*ARTICLE*

((

A century of science: globalization of scientific collaborations, citations, and innovations

A century of science: globalization of scientific collaborations, citations, and innovations Dong et al., KDD’17

This is more of a general interest paper as a light-hearted way to end the week. A team at Microsoft conducted analyses on the Microsoft Academic Graph to understand the changing nature of science over the course of the last century. The overall graph contains more than 100M publications, and the largest connected component has 53M authors, 1.2B author collaboration links, and 795M citation links. The authors within that component published a collective 90M papers.

Some key findings:

  • Scientific publication is on an exponential growth path, doubling every 12 years
  • Papers increasing have more authors, and collaborations between authors are becoming increasingly international.
  • Science has become increasingly globally diverse

The changing nature of scientific collaboration

A century ago, the global science map looked like this (red circles are most-cited institutions, blue lines represent collaboration between institutions):

Whereas today it looks like this:

We see a similar story if we zoom in on Europe:

Underlying growth

Behind these charts is a story of exponential growth, with the number of scholars producing papers doubling every 11 years, and the number of papers published doubling every 12 years. We’re well on our way to 10M published papers a year from the look of this chart!

If you dig a bit deeper though, you’ll find that individual scientists are no more productive (as measured by papers!) than they used to be: the average scientist publishes two papers a year, and that number has stayed fairly constant. Since the numbers of collaborators on any given paper has been going up though, the papers-per-author rate when looking at the field as a whole is actually going down.

))

*DATA LISTING*
((

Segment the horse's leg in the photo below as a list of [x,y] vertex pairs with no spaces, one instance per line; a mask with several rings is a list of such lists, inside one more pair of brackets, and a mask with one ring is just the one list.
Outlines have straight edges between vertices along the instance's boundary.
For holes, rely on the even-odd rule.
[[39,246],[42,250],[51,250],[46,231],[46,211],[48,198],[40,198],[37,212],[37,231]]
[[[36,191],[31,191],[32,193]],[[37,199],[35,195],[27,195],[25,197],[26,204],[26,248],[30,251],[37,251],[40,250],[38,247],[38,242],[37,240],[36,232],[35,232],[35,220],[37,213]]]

))

*REQUIRED ACTIONS*
A: Answer these from the post on the century-of-science study:
(i) How many author collaboration links are in the largest connected component of the graph?
(ii) How often does the number of scholars producing papers double?
(iii) How many papers does the average scientist publish per year?
B: Write the next part of the post on the century-of-science study, picking up after its final paragraph.

*ANSWERS FOR THE TASKS*
A:
(i) 1.2B
(ii) Every 11 years
(iii) Two

B:
From the perspective of collaboration, we find that the average length of a publication’s author list tripled between 1900 and 2015, suggesting an increasingly collaborative scientific process. We discover that the rate of international collaborations has increased 25-fold over the past 116 years, revealing the globalization of scientific collaborations.


Paper reference lists have been getting steadily longer, from 2-3 references in the 1900s, to an average of 30 references today. Of course, there’s also more prior work available to cite these days.

Scientists are also looking further back in time for their references (perhaps to cite the foundational papers in an area?). The start of peer review in the 1960s is another factor here.

Because reference lists are getting longer, it’s not totally surprising that citations per paper is also increasing:

If we look at the top 1% most cited publications each year, they are responsible for about 25% of all citations within the year. (I’d expect this distribution to follow Zipf’s law or similar).

Top institutions

Between 1900 and 1924, the most cited institutions were Harvard, John Hopkins, Cambridge, and the University of Chicago. Today the honours go to Harvard, Max Plank Society, National Institutes of Health, the French Center for Scientific Research, and Stanford.

In addition, the gap between institutions in Asia and Australia and the top-most institution in the world – Harvard – has decreased from the last century to the current, demonstrating the rapid rise of scientific impact in the Asia-Pacific region during the past 16 years.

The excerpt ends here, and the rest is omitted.